▶ 取り組む課題:
1. コークスの基質強度測定に関する本文で、コークスの粉砕に用いるものとして名前が挙げられている機械をすべて答えなさい。
2. コークスの基質強度測定に関する本文によると、第2粉砕工程では、メディアン径d50(0)の値を1としたとき、メディアン径d50(1)の値がどの範囲に収まるように粉砕条件を調整しますか。
3. コークスの基質強度測定に関する本文の続きを書きなさい。

▶ 提示本文:
============

方法[α]:測定対象とするコークスを、140メッシュパス-390メッシュオンの範囲内におさまる粒径となるよう予備的に粉砕する第1粉砕工程と、得られた予備粉砕コークスの粒度分布を測定してそのメディアン径d50(0)を求める工程と、上記予備粉砕コークスを一定の条件にしたがって粉砕する第2粉砕工程と、得られた粉砕コークスの粒度分布を測定してそのメディアン径d50(1)を求める工程とを備える。上記第2粉砕工程における粉砕条件が、上記予備粉砕コークスの粒度分布におけるメディアン径d50(0)の値を1とした場合に、上記メディアン径d50(1)の値が0.75~0.45の範囲内におさまる粒度分布となるように調整されており、下記の式(5)を用いて算出する。
基質強度(%)=d50(1)/d50(0)×100・・・(5)
【0022】
上記方法において、コークスを予備粉砕するのは、コークスが基質と気孔を有する多孔質体であることから、気孔の影響を受けることなく基質自体の強度を推定するには、気孔部分を破砕して、コークスの粒が全て気孔部分のない基質のみで構成されたものにすればよい、との着想に基づくものである。
【0023】
上記第1の粉砕工程において、コークスを粉砕する方法は、特に限定するものではないが、粒径数十mm~数百mmの、比較的大きなコークスを粒径1mm程度まで粉砕するには、ジョークラッシャー、コーヒーミル、ロールクラッシャー等の、一般的な粉砕機を用いるのが好適である。そして、そのコークスを、粒径1mm程度からさらに小さく粉砕するには、手動で粉砕するか、ロータースピードミルのような精密粉砕機を用いることが好適である。

============

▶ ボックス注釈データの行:
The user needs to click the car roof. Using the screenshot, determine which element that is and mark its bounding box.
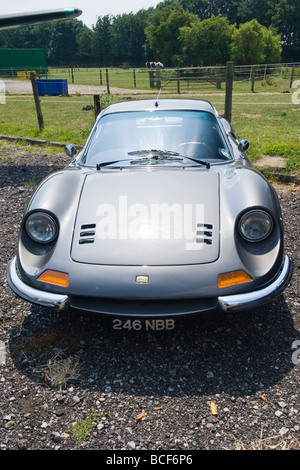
[101,98,217,116]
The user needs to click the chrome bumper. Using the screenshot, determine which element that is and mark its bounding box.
[218,255,293,312]
[6,258,69,310]
[6,255,293,316]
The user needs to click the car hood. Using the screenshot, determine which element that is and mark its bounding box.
[71,168,220,266]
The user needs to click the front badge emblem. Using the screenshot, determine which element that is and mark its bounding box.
[135,276,149,284]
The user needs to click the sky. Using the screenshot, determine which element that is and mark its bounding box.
[0,0,162,27]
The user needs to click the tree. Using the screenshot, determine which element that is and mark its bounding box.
[145,3,197,65]
[91,15,113,64]
[76,25,93,64]
[180,16,235,66]
[231,20,281,65]
[110,10,149,64]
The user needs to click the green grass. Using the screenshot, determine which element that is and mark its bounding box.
[0,96,95,144]
[0,78,300,173]
[48,67,300,94]
[68,413,100,443]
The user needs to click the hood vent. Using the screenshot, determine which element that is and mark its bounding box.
[196,224,213,245]
[79,224,96,245]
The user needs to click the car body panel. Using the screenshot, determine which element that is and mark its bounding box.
[7,100,292,316]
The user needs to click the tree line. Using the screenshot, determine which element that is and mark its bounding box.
[0,0,300,67]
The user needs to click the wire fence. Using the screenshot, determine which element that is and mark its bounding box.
[0,63,300,94]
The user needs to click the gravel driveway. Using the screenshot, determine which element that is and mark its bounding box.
[0,148,300,455]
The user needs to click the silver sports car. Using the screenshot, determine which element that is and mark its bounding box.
[7,99,292,329]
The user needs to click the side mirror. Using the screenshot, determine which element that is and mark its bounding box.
[65,144,77,158]
[239,139,250,152]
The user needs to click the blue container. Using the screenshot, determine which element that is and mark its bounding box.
[36,78,68,96]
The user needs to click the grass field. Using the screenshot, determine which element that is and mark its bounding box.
[0,72,300,174]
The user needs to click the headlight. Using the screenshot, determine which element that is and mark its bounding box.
[25,212,58,243]
[239,210,273,242]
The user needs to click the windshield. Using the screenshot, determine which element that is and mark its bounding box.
[84,110,231,166]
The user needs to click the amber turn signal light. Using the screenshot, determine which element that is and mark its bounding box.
[218,269,252,287]
[38,269,69,287]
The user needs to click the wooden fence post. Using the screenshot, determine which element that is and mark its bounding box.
[30,72,44,132]
[133,70,136,88]
[251,66,255,93]
[224,61,233,123]
[290,66,295,88]
[106,69,110,95]
[94,95,101,120]
[177,69,180,95]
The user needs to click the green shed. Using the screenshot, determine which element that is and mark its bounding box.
[0,49,48,75]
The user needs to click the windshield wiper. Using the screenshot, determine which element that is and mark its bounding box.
[96,150,210,170]
[96,158,131,170]
[128,150,210,168]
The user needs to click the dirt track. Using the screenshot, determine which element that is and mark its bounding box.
[4,80,153,95]
[0,148,300,455]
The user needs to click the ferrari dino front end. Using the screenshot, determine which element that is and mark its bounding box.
[7,100,292,318]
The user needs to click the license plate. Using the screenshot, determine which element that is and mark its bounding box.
[113,318,175,331]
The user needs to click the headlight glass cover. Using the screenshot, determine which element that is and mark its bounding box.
[25,212,58,243]
[238,210,273,242]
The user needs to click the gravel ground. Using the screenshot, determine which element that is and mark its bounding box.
[0,147,300,455]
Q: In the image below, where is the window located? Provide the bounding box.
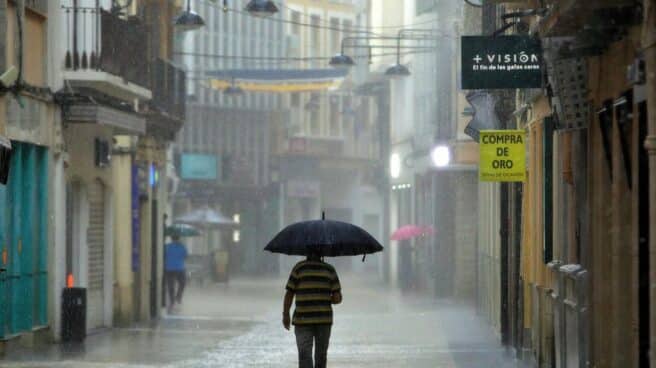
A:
[415,0,435,15]
[330,18,342,54]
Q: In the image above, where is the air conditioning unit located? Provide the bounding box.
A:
[286,35,301,57]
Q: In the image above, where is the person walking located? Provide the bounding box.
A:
[164,235,188,313]
[282,254,342,368]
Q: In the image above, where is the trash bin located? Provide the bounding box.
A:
[61,287,87,342]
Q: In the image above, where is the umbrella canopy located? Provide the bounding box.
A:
[175,207,238,229]
[164,224,200,238]
[390,225,426,240]
[264,220,383,257]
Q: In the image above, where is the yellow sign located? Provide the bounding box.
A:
[479,130,526,182]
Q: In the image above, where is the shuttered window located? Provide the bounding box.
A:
[87,182,105,290]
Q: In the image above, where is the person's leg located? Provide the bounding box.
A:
[164,271,175,311]
[294,326,314,368]
[175,271,187,304]
[314,325,332,368]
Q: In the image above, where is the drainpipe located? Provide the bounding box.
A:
[642,0,656,367]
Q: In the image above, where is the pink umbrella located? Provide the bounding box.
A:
[421,225,435,235]
[391,225,425,240]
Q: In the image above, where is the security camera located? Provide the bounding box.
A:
[0,65,18,89]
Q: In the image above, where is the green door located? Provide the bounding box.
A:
[0,142,48,337]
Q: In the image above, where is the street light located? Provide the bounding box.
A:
[390,153,401,179]
[431,146,451,167]
[246,0,278,17]
[329,50,355,68]
[223,78,244,97]
[175,0,205,32]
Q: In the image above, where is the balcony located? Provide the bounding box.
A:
[538,0,636,37]
[62,6,152,101]
[278,134,378,162]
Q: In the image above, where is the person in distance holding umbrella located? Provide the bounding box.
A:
[282,252,342,368]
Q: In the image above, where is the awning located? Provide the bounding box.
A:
[205,68,348,93]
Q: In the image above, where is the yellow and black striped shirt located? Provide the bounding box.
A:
[287,260,342,325]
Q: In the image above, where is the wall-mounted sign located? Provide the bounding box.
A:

============

▶ 課題への解答:
1. ジョークラッシャー、コーヒーミル、ロールクラッシャー、ロータースピードミル

2. 0.75~0.45の範囲内です。

3.
【0024】
上記第1の粉砕工程で得られた予備粉砕コークスの粒度分布を測定して、そのメディアン径d50(0)を求める際に用いる機器は、レーザ回折粒度分布測定装置、X線回折粒度分布測定装置等、どのようなタイプであってもよい。ただし、粒度分布のデータ処理を行い、メディアン径が自動的に算出されるものであることが望ましい。
【0025】
また、上記第2の粉砕工程における粉砕は、粒径が数十μmとなる微小なスケールでの粉砕が可能な方法であれば、特に限定するものではなく、例えば、ボールミルを用いた粉砕や、乾式ビーズミルを用いることができる。なかでも、種類も豊富で価格も比較的安価なボールミルを用いることが好適である。そして、ボールミルによれば、硬質ボールの組み合わせや回転条件を調整するだけで、所望の粉砕状態を得ることができる点においても、好適である。
【0026】
上記第2粉砕工程における粉砕条件は、前記第1粉砕工程後に求めたメディアン径d50(0)の値を1とした場合に、この第2粉砕工程によって得られる粉砕コークスの粒度分布から求められるメディアン径d50(1)の値が0.75~0.45の範囲内におさまる粒度分布となるように調整することが重要である。上記の値が0.75より大きいということは、第1粉砕工程によって得られた予備粉砕コークスが、この第2粉砕工程においてあまり粉砕されていないということであり、基質強度を推定するのに適したデータとなっていないおそれがある。また、上記の値が0.45より小さいということは、この第2粉砕工程においてかなり粉砕が進行してコークスの粒径が小さくなっているということである。この状態では、基質強度の大小にかかわらず、粉砕コークスがそれ以上破砕できないほど微小な屑と化して、似たような粒度分布に収束していく傾向があり、粉砕があまり進行していない段階と同様、基質強度を推定するのに適したデータとなっていないおそれがある。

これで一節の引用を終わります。